[DOCUMENT EXCERPT]
Highlighting social inequities during COVID-19

During the pandemic, M-TAG’s media partners have produced stories that highlight inconsistencies in enforcing critical public health measures in their communities. Throughout the planning, editorial, and technical processes, IREX’s trainers assisted all partners to produce relevant, accurate stories of the highest quality.

Radio Marneuli—an online media platform that also broadcasts from its FM radio station—reported a story about a bus driver who let a passenger borrow a face mask and then asked for it back when the passenger disembarked, a dangerous decision given that public health officials advise against sharing masks. Local citizens and activists informed the radio station that because of their reporting, the Marneuli Oversight Service began to enforce public health recommendations on public transportation in the municipality more rigorously, including by issuing fines against drivers who did not comply with health safety regulations.
[/DOCUMENT EXCERPT]
[SUPPLIED MATERIAL]
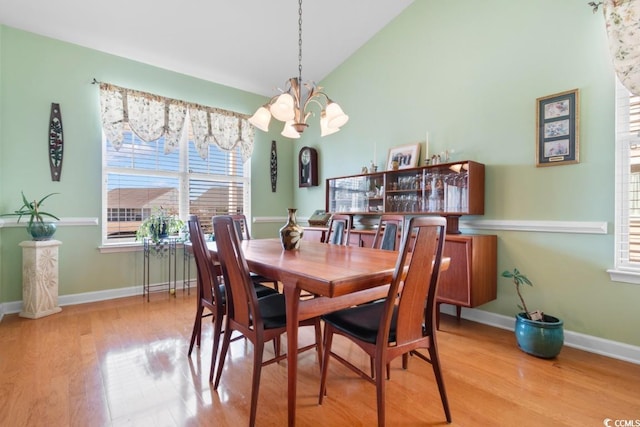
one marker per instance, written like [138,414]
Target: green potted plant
[537,333]
[37,226]
[159,225]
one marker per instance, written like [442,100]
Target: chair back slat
[240,221]
[414,284]
[339,230]
[389,228]
[242,301]
[208,284]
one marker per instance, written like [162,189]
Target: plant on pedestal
[159,225]
[37,226]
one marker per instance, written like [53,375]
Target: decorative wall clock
[273,164]
[308,167]
[56,142]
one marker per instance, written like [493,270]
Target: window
[139,178]
[627,245]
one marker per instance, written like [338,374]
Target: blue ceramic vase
[541,339]
[42,230]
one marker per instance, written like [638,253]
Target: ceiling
[246,44]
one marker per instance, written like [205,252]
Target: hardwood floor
[124,363]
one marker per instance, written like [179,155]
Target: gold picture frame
[403,157]
[557,129]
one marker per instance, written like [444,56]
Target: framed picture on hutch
[557,129]
[307,167]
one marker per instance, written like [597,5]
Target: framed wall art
[557,129]
[308,167]
[403,157]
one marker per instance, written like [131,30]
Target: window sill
[626,276]
[108,248]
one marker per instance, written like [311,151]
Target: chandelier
[292,105]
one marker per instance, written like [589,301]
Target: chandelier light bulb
[324,125]
[283,109]
[335,116]
[261,119]
[289,131]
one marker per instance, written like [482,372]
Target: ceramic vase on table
[291,233]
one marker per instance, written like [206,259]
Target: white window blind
[627,245]
[140,178]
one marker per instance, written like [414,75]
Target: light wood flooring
[124,363]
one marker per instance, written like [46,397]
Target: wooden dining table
[338,277]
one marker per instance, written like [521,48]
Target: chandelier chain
[300,41]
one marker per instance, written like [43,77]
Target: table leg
[292,299]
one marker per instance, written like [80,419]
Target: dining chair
[240,222]
[210,294]
[339,229]
[258,319]
[211,297]
[389,227]
[396,325]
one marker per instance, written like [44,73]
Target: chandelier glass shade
[291,106]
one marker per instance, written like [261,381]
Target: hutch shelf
[448,189]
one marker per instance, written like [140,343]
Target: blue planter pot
[541,339]
[42,230]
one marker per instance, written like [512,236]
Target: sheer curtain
[622,18]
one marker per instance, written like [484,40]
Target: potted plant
[159,225]
[537,333]
[37,226]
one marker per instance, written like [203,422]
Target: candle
[426,151]
[375,154]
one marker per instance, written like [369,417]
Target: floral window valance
[151,117]
[622,19]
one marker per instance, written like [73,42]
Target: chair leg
[258,349]
[380,390]
[197,326]
[435,363]
[223,354]
[318,328]
[324,366]
[217,330]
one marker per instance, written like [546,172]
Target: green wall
[469,73]
[37,71]
[466,71]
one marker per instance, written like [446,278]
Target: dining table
[337,277]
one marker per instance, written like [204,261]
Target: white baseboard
[604,347]
[83,298]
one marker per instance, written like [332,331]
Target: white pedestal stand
[39,278]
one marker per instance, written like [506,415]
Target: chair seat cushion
[362,321]
[273,311]
[263,291]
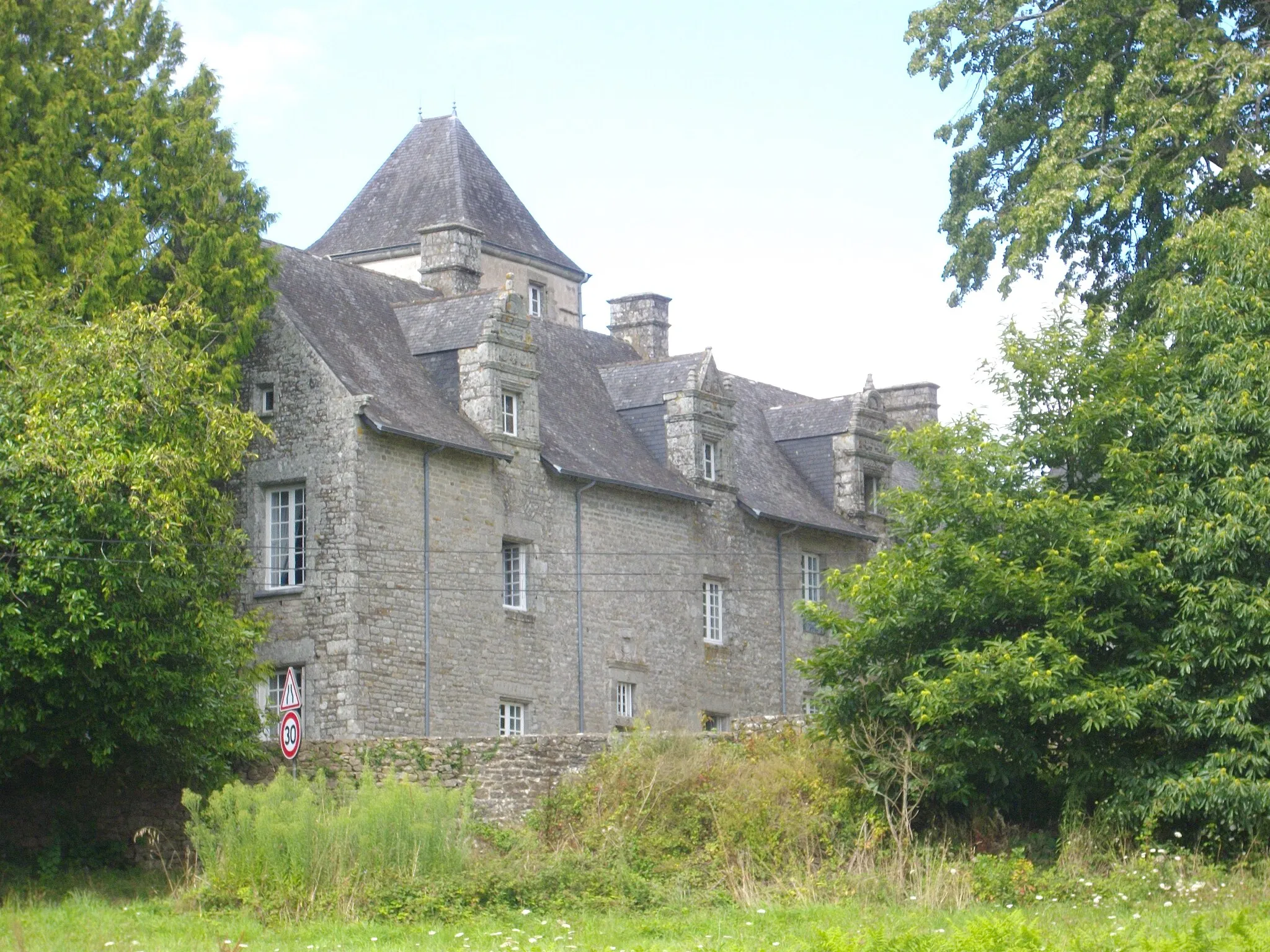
[/SUPPLIED MATERIAL]
## WHAT TO DO
(1) Rewrite the paragraph beginning "Radio Marneuli—an online media platform" from the text on social inequities during COVID-19 in a shorter form, keeping its main facts.
(2) In the text on social inequities during COVID-19, who assisted all partners throughout the planning, editorial, and technical processes?

## SOLUTIONS TO THE PROBLEMS
(1) Radio Marneuli, an online platform that also broadcasts on FM radio, reported on a bus driver who lent a passenger a face mask and asked for it back when the passenger got off. Public health officials advise against sharing masks. Local citizens and activists told the station that its reporting led the Marneuli Oversight Service to enforce public health recommendations on the municipality's public transportation more rigorously, including by fining drivers who did not comply.

(2) IREX's trainers.